- [Aim of the exercise] Render the lines below as a JSON list of strings, one string per line, with blank lines omitted. Begin at the line that contains "blue stadium seat?" and stop after the line that contains "1248,268 -> 1294,310", including both of those lines.

- [Records provided]
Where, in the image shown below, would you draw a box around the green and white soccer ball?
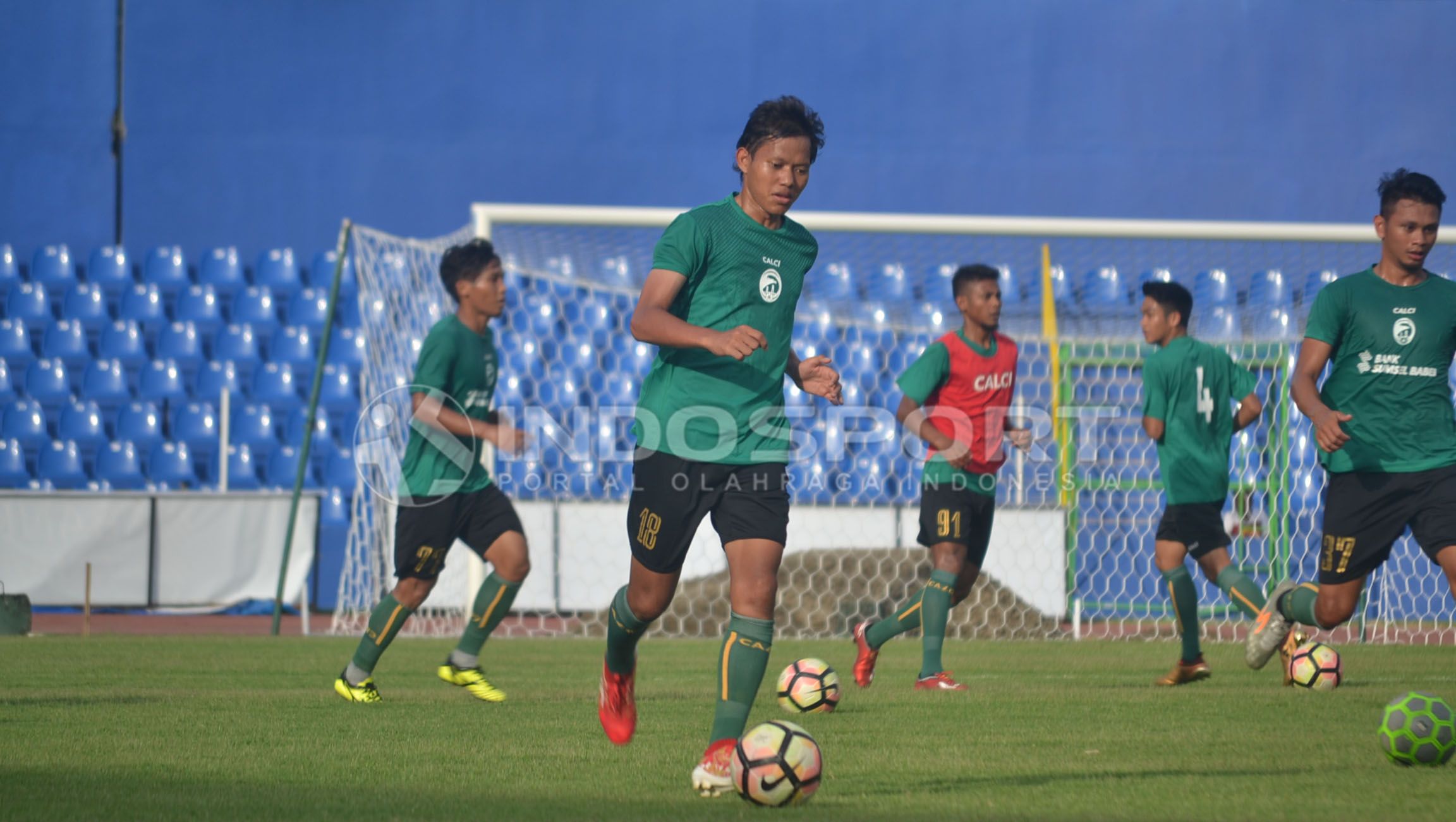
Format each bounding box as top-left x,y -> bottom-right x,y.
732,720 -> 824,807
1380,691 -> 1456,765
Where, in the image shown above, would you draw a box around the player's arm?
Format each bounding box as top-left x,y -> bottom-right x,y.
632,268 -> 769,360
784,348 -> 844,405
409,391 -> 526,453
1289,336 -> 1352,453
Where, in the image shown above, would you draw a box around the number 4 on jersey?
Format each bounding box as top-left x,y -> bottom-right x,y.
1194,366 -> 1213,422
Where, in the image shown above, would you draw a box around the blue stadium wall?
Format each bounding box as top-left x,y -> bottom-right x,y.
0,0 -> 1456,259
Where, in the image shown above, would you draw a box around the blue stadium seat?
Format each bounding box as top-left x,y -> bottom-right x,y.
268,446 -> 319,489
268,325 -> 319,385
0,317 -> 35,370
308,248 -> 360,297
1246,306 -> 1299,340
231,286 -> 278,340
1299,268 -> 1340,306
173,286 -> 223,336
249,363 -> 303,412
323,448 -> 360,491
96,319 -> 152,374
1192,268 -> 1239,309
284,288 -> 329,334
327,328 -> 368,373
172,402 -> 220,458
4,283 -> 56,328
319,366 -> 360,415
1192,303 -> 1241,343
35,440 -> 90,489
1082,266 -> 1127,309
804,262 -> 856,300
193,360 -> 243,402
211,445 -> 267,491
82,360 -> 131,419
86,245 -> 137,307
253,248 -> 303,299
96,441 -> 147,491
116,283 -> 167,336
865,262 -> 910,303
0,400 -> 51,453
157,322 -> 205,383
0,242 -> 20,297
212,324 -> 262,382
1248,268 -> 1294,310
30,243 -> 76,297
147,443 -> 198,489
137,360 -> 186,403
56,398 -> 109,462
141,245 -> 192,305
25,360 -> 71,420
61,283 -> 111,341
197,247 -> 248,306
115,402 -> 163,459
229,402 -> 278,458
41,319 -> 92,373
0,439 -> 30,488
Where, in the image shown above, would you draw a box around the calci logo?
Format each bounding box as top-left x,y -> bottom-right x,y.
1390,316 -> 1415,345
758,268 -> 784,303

- [Exercise response]
[
  "Where, in the image shown above, would you draw a box around the blue stadium seat?",
  "Format each bounding box as top-left x,y -> bottom-right x,y.",
  "268,446 -> 319,489",
  "268,325 -> 319,385",
  "0,317 -> 35,370",
  "308,248 -> 360,297",
  "1246,306 -> 1299,340",
  "231,286 -> 278,340",
  "1299,268 -> 1340,306",
  "173,286 -> 223,336",
  "249,363 -> 303,412",
  "323,448 -> 360,491",
  "96,319 -> 152,374",
  "1192,268 -> 1239,309",
  "284,288 -> 329,334",
  "327,328 -> 368,373",
  "172,402 -> 220,458",
  "4,283 -> 56,328",
  "319,366 -> 360,415",
  "1192,303 -> 1241,343",
  "35,440 -> 90,489",
  "1082,266 -> 1127,309",
  "804,262 -> 856,300",
  "193,360 -> 243,402",
  "211,445 -> 267,491",
  "82,360 -> 131,419",
  "86,245 -> 137,307",
  "253,248 -> 303,299",
  "96,441 -> 147,491",
  "116,283 -> 167,336",
  "865,262 -> 910,303",
  "0,400 -> 51,453",
  "157,322 -> 205,383",
  "0,242 -> 20,297",
  "212,324 -> 262,382",
  "1248,268 -> 1294,310"
]